**INPUT DATA:**

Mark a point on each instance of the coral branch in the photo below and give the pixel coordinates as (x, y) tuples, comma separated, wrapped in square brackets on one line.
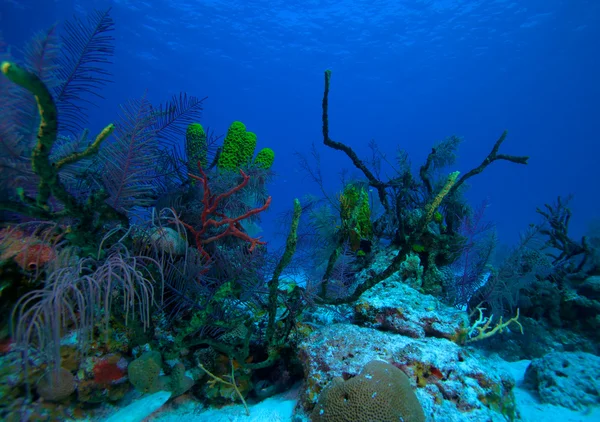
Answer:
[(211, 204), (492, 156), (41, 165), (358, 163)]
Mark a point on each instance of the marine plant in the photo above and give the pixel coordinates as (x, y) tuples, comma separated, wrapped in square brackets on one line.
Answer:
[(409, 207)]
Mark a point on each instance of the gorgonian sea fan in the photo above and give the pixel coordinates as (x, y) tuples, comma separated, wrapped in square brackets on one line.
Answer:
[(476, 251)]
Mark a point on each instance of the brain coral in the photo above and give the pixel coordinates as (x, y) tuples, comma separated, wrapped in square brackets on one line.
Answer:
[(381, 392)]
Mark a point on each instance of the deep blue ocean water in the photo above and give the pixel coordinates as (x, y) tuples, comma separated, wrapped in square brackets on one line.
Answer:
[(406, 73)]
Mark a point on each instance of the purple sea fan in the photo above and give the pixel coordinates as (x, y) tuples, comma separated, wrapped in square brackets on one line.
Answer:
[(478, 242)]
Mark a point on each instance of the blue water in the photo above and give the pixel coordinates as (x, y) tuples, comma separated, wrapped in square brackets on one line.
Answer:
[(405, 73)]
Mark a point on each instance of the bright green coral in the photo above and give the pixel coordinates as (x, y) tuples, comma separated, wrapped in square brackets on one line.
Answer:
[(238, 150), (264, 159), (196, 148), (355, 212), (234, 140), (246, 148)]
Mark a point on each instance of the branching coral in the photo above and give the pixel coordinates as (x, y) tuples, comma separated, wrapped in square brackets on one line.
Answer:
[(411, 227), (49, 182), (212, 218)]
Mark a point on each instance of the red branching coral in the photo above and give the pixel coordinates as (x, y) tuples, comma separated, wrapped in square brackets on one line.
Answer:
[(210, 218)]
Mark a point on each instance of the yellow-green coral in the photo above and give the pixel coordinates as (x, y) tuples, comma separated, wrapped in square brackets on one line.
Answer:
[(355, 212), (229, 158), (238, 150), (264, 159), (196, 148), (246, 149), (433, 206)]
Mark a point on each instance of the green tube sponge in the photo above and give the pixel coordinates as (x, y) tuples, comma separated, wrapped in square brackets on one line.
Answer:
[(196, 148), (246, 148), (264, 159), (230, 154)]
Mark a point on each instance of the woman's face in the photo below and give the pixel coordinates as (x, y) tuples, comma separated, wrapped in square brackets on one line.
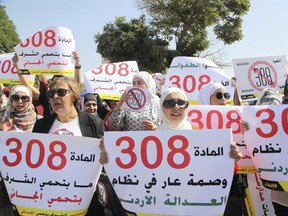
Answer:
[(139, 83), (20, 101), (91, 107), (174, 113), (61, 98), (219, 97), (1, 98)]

==

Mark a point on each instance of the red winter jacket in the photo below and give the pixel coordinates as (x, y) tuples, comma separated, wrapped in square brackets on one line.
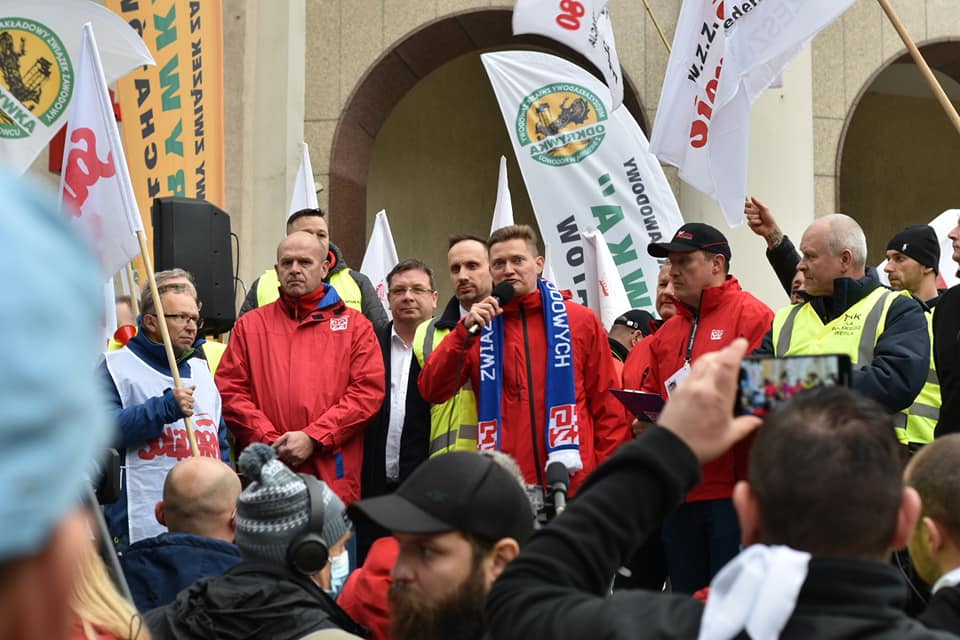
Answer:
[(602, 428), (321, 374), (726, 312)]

**PROBLEM TO WORK ON:** Note how many lines in the data above have the string "branching" in them, and give that number by itself.

**ANSWER BOX:** 2